Extracted data entries:

[BEGIN]

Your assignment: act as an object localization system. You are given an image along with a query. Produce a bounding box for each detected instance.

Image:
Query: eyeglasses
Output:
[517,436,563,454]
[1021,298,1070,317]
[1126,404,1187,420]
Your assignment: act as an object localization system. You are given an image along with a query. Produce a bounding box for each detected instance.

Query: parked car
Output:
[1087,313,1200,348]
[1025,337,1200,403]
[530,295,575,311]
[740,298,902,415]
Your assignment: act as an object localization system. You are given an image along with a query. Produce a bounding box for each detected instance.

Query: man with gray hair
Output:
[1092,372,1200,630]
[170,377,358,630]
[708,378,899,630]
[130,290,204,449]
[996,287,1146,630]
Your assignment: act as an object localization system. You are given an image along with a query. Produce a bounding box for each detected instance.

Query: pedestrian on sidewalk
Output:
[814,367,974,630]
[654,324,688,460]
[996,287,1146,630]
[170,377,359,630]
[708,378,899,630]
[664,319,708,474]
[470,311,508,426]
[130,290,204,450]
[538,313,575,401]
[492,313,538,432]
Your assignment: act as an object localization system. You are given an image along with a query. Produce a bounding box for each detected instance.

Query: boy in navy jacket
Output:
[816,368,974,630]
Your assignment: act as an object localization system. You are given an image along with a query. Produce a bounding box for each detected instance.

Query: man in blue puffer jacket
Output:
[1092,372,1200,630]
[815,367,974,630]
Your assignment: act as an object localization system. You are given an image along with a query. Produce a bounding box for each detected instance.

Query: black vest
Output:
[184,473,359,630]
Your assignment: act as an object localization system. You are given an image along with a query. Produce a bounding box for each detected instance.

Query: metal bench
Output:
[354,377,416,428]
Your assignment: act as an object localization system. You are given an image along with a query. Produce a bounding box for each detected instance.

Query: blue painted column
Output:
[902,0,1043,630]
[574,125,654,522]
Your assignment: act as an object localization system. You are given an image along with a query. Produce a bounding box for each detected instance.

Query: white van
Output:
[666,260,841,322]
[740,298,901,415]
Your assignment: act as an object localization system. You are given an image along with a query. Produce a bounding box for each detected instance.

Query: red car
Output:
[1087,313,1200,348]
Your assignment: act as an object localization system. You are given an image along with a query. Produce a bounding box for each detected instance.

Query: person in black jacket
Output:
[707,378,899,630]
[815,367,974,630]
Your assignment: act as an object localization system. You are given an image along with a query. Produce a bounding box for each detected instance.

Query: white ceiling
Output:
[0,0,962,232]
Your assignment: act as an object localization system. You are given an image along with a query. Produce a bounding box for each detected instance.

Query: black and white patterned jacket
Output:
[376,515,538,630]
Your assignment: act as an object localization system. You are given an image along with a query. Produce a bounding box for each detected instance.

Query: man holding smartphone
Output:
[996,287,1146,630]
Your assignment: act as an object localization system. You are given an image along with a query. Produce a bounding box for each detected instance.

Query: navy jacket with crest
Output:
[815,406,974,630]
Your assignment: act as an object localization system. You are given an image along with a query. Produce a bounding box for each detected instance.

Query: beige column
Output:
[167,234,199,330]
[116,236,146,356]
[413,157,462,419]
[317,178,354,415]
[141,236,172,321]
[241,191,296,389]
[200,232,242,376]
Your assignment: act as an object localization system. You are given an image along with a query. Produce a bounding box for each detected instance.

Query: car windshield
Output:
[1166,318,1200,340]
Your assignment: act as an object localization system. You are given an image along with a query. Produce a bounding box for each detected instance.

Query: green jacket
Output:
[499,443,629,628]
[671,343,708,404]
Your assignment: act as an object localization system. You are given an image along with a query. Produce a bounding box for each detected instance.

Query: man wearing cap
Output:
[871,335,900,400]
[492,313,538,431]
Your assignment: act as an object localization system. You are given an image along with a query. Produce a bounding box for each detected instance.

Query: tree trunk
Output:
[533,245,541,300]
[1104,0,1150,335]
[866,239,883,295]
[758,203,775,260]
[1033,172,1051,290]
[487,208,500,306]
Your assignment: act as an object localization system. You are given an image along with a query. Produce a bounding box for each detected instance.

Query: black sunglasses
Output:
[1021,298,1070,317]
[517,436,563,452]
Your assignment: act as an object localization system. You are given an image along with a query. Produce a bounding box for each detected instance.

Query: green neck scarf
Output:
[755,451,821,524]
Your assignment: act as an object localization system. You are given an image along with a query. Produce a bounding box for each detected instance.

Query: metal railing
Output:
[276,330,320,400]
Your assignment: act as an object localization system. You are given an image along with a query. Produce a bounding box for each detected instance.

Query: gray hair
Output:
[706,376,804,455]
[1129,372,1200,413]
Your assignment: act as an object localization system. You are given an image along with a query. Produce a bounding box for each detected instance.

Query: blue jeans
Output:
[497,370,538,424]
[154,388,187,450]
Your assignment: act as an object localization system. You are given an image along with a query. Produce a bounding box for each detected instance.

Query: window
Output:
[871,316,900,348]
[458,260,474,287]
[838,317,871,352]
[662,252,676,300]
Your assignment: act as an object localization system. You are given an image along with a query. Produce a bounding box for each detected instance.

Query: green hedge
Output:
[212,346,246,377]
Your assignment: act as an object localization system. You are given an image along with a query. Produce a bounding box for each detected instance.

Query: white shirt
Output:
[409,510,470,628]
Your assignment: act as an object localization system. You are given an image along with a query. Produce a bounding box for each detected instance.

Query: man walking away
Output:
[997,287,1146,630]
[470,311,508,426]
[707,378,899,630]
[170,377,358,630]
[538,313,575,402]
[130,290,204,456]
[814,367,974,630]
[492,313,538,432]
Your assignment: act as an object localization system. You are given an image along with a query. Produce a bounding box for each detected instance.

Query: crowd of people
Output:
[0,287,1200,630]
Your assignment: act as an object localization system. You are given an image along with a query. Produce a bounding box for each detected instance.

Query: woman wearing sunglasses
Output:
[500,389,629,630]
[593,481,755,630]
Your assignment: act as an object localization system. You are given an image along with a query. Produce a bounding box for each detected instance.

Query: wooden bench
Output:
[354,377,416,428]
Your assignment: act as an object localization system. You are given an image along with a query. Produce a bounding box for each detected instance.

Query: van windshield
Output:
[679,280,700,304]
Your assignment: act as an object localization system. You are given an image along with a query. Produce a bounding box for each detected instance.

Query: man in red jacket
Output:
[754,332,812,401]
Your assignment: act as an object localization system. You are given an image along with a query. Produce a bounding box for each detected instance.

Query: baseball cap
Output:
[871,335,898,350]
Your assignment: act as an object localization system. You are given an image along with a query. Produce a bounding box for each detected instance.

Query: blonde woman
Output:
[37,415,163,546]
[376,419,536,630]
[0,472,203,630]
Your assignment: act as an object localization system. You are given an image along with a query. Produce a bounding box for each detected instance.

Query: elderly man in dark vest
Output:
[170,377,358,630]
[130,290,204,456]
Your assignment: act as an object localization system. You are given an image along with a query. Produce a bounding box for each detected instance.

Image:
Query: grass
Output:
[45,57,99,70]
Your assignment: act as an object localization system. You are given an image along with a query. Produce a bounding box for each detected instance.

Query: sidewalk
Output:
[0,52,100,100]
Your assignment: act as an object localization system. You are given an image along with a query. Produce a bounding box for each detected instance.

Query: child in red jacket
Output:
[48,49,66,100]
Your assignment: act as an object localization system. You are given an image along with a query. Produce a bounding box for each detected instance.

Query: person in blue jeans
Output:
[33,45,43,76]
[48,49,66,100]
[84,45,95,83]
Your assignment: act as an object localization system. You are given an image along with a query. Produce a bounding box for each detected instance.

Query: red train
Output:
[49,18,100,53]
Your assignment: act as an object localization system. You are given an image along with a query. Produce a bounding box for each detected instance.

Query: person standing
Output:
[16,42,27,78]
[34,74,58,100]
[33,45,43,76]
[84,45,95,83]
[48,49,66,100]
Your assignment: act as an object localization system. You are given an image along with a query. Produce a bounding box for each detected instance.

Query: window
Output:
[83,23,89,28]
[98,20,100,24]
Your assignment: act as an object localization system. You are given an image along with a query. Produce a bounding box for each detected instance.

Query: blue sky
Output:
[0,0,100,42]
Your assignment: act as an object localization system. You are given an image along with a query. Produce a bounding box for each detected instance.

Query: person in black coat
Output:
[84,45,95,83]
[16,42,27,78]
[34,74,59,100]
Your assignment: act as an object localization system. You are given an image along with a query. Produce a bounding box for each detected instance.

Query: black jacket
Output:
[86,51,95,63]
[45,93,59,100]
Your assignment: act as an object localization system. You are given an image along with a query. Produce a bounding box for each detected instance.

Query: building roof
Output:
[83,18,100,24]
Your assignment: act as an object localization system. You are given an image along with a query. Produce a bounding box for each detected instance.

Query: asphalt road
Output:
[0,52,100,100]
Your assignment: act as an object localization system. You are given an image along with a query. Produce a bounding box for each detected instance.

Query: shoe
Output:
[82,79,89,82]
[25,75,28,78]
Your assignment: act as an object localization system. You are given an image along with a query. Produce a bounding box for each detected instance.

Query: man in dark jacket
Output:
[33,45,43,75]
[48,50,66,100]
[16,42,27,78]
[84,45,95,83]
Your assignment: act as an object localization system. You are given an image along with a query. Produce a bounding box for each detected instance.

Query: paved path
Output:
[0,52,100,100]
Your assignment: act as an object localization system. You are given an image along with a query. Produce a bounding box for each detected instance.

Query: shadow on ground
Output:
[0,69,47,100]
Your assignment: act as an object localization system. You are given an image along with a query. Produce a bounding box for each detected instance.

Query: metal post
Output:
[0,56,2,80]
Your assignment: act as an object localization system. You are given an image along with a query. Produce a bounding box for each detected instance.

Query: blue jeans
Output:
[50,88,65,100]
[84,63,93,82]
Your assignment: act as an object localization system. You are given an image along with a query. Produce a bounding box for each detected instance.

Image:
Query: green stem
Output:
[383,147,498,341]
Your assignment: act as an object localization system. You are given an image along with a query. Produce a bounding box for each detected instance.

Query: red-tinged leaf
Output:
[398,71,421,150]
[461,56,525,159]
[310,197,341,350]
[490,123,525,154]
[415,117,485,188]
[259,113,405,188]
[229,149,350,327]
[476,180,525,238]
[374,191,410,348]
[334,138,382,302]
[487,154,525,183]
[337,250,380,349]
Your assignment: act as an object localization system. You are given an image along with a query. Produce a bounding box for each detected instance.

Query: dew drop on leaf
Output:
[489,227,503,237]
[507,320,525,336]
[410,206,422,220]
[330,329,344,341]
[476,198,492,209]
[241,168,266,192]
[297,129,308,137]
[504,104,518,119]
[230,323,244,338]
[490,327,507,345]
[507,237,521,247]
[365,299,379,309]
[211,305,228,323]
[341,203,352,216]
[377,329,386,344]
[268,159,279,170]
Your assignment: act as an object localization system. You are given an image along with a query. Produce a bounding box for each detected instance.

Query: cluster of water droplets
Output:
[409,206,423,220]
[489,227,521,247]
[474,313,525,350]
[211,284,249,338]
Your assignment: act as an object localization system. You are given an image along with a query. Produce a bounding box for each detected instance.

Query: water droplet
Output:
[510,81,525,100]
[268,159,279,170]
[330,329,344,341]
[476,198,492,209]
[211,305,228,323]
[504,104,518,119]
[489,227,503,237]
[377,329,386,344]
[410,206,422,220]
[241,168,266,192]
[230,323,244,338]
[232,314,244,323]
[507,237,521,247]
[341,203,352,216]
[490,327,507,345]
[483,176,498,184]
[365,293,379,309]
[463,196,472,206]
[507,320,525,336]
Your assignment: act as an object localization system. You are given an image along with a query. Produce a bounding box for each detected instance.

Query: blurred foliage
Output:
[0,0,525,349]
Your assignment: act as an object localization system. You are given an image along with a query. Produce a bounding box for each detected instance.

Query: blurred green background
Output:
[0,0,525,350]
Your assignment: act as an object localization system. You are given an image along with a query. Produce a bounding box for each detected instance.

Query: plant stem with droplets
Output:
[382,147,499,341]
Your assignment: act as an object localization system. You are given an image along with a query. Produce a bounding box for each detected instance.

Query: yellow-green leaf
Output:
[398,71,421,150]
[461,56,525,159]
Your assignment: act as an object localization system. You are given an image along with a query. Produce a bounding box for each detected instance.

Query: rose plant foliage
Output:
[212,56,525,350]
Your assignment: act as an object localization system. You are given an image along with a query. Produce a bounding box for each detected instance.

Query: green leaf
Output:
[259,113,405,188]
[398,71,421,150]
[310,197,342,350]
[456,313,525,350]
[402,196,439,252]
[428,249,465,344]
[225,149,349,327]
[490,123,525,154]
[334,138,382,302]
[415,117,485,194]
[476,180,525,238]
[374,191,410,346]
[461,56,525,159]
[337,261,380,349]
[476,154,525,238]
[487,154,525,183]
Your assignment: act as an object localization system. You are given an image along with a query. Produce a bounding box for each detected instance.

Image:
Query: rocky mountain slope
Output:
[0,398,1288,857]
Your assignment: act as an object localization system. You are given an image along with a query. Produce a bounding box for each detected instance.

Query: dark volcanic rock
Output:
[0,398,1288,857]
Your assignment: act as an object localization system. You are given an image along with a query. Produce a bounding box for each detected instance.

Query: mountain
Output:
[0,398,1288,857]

[END]

§ Directions
Please find each line in the extracted data entries above that contains the string "foliage" and copy those lines out. Matching is case-sensitive.

§ Task answer
Query: blurred foliage
Query: rose plant foliage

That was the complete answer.